§ **Text block**:

Editor's Note: This article is sponsored content from Arm and was not reported or published by the Tom's Hardware staff.
The machine learning (ML) market is advancing rapidly; by one estimate, the AI software market will grow to $59.8 billion by 2025. While ML-powered AI is already impacting almost every sector imaginable, much of this value is derived from the recent explosion in the numbers of connected devices that are now prevalent everywhere, from farming to industry through healthcare and even our own connected homes.
Virtual assistants, for example, were practically unheard of a decade ago yet, at the start of 2019, Amazon announced that an incredible 100 million Alexa-equipped devices had been sold. It’s a vivid illustration of our enthusiasm for connected devices – and for issuing commands to a small, inanimate object. (Other virtual assistants are available. Stand up Apple’s Siri, Microsoft’s Cortana and the Google Assistant.)
But as connected devices proliferate and grow ever-smarter, the race is on for developers to deliver innovation while simultaneously honing their platforms for optimal performance within an increasingly constrained power-budget.
And as more and more ML happens on-device, the requirements of the platform shift to accommodate the challenges of edge-based compute.
Why ML is Moving to the Edge
On-device inference has been gaining ground recently, with an increasing shift of functionality from the cloud to the edge device. The benefits of edge ML are well documented: reliability; consistent performance, even without an internet connection; reduced latency, since all the processing is done right there on the device; and privacy, since data is less exposed when it stays on the device.
So what does a platform need to run ML workloads at the edge? The answer is dependent on the application, as well as the power and area constraints: many embedded devices will need nothing more than a small, low-power microcontroller unit (MCU), and the vast majority of smartphones on the market today are running accurate, performant ML on a CPU.

§ **Information given**:
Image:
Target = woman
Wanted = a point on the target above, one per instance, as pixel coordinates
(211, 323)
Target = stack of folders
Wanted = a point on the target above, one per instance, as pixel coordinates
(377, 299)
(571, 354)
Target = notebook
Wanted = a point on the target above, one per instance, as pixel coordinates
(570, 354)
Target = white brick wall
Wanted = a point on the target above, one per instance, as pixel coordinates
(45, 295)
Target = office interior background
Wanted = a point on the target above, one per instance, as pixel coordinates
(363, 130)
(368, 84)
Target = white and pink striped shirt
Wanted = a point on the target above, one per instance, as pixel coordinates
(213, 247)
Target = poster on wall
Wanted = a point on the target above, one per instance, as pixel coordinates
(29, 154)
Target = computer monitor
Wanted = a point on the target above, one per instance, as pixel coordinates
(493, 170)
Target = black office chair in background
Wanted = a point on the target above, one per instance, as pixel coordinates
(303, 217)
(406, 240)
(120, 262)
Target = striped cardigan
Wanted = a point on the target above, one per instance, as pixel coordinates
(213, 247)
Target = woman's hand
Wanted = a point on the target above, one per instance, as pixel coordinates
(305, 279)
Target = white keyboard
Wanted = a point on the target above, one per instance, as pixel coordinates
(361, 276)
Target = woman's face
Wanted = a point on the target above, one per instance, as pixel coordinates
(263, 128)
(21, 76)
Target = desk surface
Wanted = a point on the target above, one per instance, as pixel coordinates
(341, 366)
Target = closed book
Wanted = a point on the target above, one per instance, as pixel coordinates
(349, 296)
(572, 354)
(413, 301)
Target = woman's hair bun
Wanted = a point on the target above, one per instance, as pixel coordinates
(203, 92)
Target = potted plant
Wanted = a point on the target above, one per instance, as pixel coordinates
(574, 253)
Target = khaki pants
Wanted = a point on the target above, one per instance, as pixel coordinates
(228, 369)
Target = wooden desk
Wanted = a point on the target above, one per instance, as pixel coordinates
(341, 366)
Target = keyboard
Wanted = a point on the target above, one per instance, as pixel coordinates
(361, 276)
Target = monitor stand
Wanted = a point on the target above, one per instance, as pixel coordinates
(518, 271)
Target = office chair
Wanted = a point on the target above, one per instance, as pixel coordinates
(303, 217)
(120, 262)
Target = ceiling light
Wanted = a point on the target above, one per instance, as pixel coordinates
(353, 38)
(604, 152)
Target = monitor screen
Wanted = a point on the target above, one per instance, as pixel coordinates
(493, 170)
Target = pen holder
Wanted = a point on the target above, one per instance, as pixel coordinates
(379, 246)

§ **What the exercise asks**: Reproduce the part of the edge machine learning article between "Virtual assistants, for" and "the Google Assistant.)", inclusive.

§ **Final result**:
Virtual assistants, for example, were practically unheard of a decade ago yet, at the start of 2019, Amazon announced that an incredible 100 million Alexa-equipped devices had been sold. It’s a vivid illustration of our enthusiasm for connected devices – and for issuing commands to a small, inanimate object. (Other virtual assistants are available. Stand up Apple’s Siri, Microsoft’s Cortana and the Google Assistant.)